* **WHAT YOU NEED TO DO**
Please retype the listing below without a single change.

* **EXERCISE INPUT**
···
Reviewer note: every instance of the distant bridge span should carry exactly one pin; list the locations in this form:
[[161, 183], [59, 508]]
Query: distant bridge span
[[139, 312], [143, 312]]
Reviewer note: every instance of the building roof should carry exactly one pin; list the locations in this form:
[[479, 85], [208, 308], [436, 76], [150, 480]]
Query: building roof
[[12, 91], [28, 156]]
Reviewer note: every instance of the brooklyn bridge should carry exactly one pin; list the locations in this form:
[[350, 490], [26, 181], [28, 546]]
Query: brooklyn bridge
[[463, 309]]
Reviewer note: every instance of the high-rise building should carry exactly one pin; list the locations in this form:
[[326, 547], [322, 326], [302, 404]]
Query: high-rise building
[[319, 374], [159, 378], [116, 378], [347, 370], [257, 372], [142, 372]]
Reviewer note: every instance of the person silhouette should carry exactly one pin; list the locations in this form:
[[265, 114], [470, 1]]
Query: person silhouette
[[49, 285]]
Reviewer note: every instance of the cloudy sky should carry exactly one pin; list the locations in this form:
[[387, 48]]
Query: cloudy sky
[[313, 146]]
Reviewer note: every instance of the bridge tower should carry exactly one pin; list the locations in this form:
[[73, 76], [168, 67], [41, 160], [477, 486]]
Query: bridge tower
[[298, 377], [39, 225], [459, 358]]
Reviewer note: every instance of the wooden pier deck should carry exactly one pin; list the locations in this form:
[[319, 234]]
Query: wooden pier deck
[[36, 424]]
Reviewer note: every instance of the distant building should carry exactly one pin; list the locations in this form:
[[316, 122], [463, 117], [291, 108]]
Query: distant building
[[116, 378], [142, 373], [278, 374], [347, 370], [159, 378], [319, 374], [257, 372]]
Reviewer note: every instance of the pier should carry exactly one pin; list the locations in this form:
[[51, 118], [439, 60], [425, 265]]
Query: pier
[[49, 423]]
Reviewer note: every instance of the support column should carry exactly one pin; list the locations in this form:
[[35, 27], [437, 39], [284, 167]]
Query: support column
···
* **RESULT FOR THIS EXERCISE**
Reviewer note: every instance of the distant bridge span should carry exactly one pin; list the locations in this form:
[[161, 183], [59, 508]]
Query: distant bridge span
[[139, 312], [143, 312]]
Reviewer note: every instance of the building roof should carry exactly one pin; list the locations in this form:
[[479, 85], [208, 308], [436, 76], [150, 480]]
Query: building roof
[[12, 91], [28, 156]]
Reviewer note: every instance of the brooklyn bridge should carry exactly one pin; list the locations in this form:
[[350, 490], [26, 181], [28, 546]]
Query: brooklyn bridge
[[463, 309]]
Reviewer note: every instance of the high-rise building should carry exactly one pin; list the locations in this form:
[[326, 547], [322, 326], [302, 404]]
Query: high-rise building
[[319, 374], [159, 378], [116, 378], [347, 370], [257, 372], [142, 372]]
Reviewer note: every instance of the person silhouette should carry exactly one pin; list the locations in this form:
[[265, 114], [470, 1]]
Query: person silhouette
[[49, 285]]
Reviewer note: every instance of the cloudy sky should carry exactly one pin; list the locations in this form:
[[387, 48]]
Query: cloudy sky
[[313, 146]]
Reviewer note: every instance of the bridge tower should carry exactly one pin; list the locations in this form:
[[73, 76], [168, 67], [41, 160], [477, 486]]
Query: bridge tower
[[298, 377], [39, 225], [459, 358]]
Reviewer note: every instance of the wooden pier deck should carry exactly one pin; list the locations in this form:
[[319, 234]]
Query: wooden pier deck
[[36, 424]]
Reviewer note: every instance of the distant building should carry exactly one pin; list the locations in this form:
[[316, 122], [463, 117], [291, 108]]
Query: distant building
[[116, 378], [142, 373], [278, 374], [347, 370], [159, 378], [319, 374], [257, 372]]
Reviewer note: every instance of the pier should carry exactly one pin; list the locations in this form:
[[51, 118], [439, 60], [425, 265]]
Query: pier
[[49, 423]]
Reviewer note: every instance of the support column should carry exactly one pin; list the locations in this form:
[[35, 27], [437, 39], [284, 167]]
Query: support column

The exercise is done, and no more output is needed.